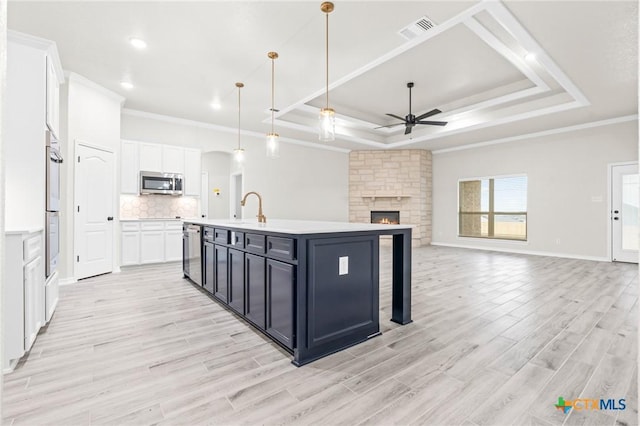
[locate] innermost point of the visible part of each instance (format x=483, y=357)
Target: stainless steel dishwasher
x=192, y=253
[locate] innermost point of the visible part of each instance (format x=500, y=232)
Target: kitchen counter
x=298, y=227
x=311, y=286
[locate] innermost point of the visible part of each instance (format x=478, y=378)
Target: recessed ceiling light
x=138, y=43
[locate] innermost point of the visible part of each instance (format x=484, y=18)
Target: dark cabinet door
x=220, y=285
x=280, y=314
x=208, y=267
x=236, y=280
x=256, y=290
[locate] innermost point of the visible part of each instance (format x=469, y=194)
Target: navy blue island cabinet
x=312, y=287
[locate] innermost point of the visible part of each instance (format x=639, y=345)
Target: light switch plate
x=343, y=265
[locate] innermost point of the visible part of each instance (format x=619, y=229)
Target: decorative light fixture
x=327, y=115
x=273, y=142
x=238, y=153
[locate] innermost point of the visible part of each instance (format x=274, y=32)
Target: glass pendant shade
x=273, y=145
x=238, y=155
x=327, y=125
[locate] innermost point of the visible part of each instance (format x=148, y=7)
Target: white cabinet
x=130, y=243
x=129, y=170
x=23, y=294
x=192, y=172
x=173, y=241
x=53, y=98
x=33, y=301
x=150, y=157
x=151, y=246
x=172, y=159
x=150, y=241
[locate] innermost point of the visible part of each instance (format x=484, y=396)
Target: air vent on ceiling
x=417, y=28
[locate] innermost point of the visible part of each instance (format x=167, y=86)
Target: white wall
x=91, y=114
x=304, y=183
x=567, y=193
x=217, y=164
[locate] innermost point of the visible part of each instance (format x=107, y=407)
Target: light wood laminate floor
x=496, y=339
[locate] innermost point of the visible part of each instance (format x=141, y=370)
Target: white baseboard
x=517, y=251
x=67, y=281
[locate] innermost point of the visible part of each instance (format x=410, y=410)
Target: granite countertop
x=297, y=226
x=139, y=219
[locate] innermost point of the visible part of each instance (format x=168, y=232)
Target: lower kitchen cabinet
x=151, y=246
x=236, y=280
x=23, y=295
x=254, y=268
x=220, y=286
x=150, y=241
x=280, y=278
x=208, y=266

□ □ □ □ □ □ □

About this task: The reply must match the records exactly, apart from the pictures, which are left out.

Response to the exercise:
[locate] innermost point of the visible part of each instance (format x=483, y=357)
Target: stainless steel dishwasher
x=192, y=253
[locate] innermost point of the visible part of each instance (format x=500, y=232)
Target: kitchen counter
x=298, y=227
x=311, y=286
[locate] innermost point of the visible part of each instance (format x=478, y=378)
Target: recessed ceiling light
x=138, y=43
[locate] innermost point of the visible part of each instance (format x=484, y=18)
Target: dark cabinet door
x=220, y=285
x=280, y=314
x=208, y=267
x=236, y=280
x=256, y=290
[locate] innermost point of the visible part of each instance (format x=469, y=194)
Target: navy blue island cabinet
x=312, y=287
[locate] innermost point of the visible part of each instance (format x=639, y=345)
Target: light switch plate
x=343, y=265
[locate] innermost point of the visible part of each instance (format x=619, y=229)
Target: decorative light fixture
x=327, y=115
x=273, y=142
x=238, y=153
[locate] innermost point of the visible part of each instance (format x=274, y=32)
Target: glass pendant shade
x=273, y=145
x=238, y=155
x=327, y=125
[locate] innermost point of the visible part of each instance (format x=148, y=7)
Target: white cabinet
x=130, y=243
x=129, y=170
x=23, y=294
x=192, y=172
x=173, y=241
x=53, y=98
x=33, y=301
x=150, y=157
x=151, y=246
x=172, y=159
x=150, y=241
[locate] innermost point of the visible part of each instance (format x=484, y=396)
Target: air vent on ceiling
x=417, y=28
[locate] innermost point of the visible part of each instance (format x=167, y=86)
Target: white wall
x=91, y=114
x=304, y=183
x=567, y=193
x=217, y=164
[locate] innermost point of the visible part of each instance (format x=107, y=407)
Target: light wood laminate floor
x=496, y=339
[locate] innermost point of the visible part of each instance (format x=141, y=370)
Target: white baseboard
x=517, y=251
x=67, y=281
[locate] innermost point of the visible part of each instance (format x=410, y=410)
Target: granite countertop
x=297, y=226
x=139, y=219
[locate] innermost point of the visible part of each instance (format x=168, y=232)
Target: lower kitchen cabinet
x=151, y=246
x=236, y=280
x=23, y=295
x=254, y=268
x=220, y=286
x=150, y=241
x=280, y=278
x=208, y=266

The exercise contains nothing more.